- PROBLEM STATEMENT -
Count the lines in the items below that contain the string "window". Reply with the number alone.

- DATA PROVIDED -
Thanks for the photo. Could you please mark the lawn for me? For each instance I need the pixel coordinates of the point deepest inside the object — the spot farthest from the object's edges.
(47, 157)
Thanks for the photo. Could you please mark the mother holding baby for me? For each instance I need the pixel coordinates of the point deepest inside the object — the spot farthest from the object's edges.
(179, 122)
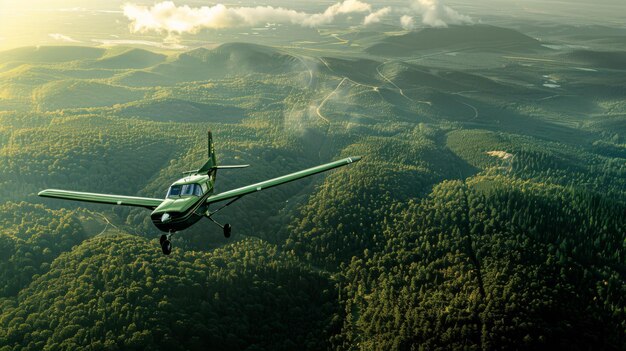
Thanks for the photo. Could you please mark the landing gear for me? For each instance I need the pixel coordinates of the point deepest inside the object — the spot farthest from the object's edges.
(226, 227)
(166, 244)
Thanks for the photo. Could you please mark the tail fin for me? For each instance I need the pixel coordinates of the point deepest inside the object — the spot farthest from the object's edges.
(212, 162)
(211, 149)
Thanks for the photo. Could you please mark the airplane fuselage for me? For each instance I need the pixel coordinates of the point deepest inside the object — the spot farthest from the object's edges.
(185, 203)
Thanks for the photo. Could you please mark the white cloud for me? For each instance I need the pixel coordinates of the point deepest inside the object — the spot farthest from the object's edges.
(375, 17)
(407, 22)
(61, 37)
(167, 17)
(114, 42)
(436, 14)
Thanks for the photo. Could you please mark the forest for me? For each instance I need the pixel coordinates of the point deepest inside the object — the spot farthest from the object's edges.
(482, 216)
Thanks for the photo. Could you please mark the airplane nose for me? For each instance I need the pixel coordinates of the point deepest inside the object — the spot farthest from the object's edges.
(165, 218)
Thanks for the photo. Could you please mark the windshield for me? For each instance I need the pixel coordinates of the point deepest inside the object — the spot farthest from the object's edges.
(184, 190)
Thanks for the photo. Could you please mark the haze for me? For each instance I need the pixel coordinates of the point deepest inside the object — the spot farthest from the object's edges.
(38, 22)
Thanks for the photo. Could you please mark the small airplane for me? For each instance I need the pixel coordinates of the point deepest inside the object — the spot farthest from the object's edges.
(188, 198)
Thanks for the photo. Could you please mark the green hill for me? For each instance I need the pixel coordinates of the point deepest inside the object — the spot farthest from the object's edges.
(117, 291)
(132, 58)
(181, 111)
(229, 59)
(64, 94)
(599, 59)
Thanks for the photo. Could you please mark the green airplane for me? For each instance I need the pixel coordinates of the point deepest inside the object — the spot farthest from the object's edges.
(188, 199)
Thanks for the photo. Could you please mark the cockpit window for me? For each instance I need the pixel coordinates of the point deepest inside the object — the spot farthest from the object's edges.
(184, 190)
(174, 191)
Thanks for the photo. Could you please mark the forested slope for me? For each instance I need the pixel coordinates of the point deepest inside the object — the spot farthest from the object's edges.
(486, 213)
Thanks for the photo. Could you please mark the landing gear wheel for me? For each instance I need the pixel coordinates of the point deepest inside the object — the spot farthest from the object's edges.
(227, 230)
(166, 245)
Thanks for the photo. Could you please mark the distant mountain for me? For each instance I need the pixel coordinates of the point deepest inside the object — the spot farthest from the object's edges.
(475, 38)
(132, 58)
(51, 54)
(181, 111)
(79, 93)
(232, 58)
(599, 59)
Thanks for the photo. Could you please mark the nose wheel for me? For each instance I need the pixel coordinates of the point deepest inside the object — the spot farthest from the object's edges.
(166, 244)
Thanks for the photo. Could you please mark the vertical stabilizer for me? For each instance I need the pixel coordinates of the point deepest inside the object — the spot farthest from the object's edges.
(211, 164)
(211, 149)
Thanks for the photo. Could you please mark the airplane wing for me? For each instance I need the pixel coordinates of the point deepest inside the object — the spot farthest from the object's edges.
(280, 180)
(146, 202)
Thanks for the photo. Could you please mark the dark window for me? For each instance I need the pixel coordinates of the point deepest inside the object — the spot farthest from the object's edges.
(174, 191)
(184, 190)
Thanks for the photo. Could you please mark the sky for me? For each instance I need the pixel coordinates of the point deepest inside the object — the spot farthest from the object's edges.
(94, 22)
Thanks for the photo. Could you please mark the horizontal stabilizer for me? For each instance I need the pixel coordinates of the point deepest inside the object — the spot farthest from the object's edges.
(122, 200)
(232, 166)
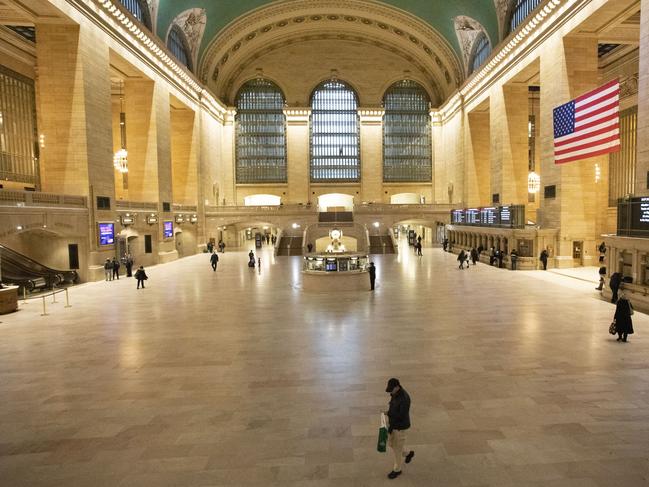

- REPLY TO THE EXERCISE -
2